> [Stated goal] Copy the listing below, putting "whole-number pixel coordinates" in place of every "integer pixel coordinates" and keeping everything else the same.

> [Records shown]
--------------------------------
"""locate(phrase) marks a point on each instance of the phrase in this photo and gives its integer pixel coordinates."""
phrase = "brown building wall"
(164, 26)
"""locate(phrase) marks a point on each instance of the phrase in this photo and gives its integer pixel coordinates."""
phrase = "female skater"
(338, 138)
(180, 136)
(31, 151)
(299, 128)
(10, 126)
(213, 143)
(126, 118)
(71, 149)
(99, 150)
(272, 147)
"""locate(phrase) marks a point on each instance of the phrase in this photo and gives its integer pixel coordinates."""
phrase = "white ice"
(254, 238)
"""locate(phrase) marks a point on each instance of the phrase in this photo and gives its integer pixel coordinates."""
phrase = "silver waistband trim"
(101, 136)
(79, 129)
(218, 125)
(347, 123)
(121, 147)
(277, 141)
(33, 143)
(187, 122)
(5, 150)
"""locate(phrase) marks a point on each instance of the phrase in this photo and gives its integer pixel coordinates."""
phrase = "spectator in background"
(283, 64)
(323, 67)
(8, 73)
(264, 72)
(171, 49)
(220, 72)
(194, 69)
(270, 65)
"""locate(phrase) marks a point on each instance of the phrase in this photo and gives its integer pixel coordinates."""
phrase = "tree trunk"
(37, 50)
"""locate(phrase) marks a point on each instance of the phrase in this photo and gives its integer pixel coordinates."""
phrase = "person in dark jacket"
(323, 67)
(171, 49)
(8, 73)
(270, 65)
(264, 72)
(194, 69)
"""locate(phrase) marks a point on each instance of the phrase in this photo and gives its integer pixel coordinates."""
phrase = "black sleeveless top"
--------------------------------
> [Exercise solution]
"""locate(phrase) marks a point on each instance of the phrase in this photo and gives its whole-number pixel coordinates."""
phrase = "brown building wall"
(164, 26)
"""locate(phrase) marks a point on each instance of the phrase in this photo and gives its whole-number pixel coordinates."""
phrase = "female skater"
(338, 138)
(180, 136)
(31, 151)
(299, 128)
(10, 126)
(213, 143)
(126, 118)
(71, 149)
(99, 150)
(272, 147)
"""locate(phrase) marks a point on each instance of the phrase in this photo and gives its whole-number pixel coordinates."""
phrase = "white ice"
(254, 238)
"""locate(phrase) marks a point on each instance of the phrase in this photo and gives its whole-number pixel coordinates."""
phrase = "silver waistband trim"
(101, 136)
(79, 129)
(218, 125)
(347, 123)
(121, 147)
(277, 141)
(33, 143)
(187, 122)
(5, 150)
"""locate(phrase) marks a point on each instance of the phrase in this photo and gives its whole-number pixel coordinates."""
phrase = "spectator in background"
(283, 64)
(323, 67)
(8, 73)
(264, 72)
(171, 49)
(220, 72)
(194, 69)
(270, 65)
"""locate(phrase) marks a point on each instance of the phrase in this photo and gives its whole-number pixel coordinates."""
phrase = "tree trunk"
(37, 50)
"""locate(phrase) marks a point on each instance of the phrase in this photo and gives its whole-number pixel coordinates."""
phrase = "person in dark jacket"
(323, 67)
(171, 49)
(8, 73)
(270, 65)
(264, 72)
(194, 69)
"""locate(phrase) marks a point on each instance of the phrase in this photo and gives its whole-number pixel coordinates."""
phrase = "black sleeveless top"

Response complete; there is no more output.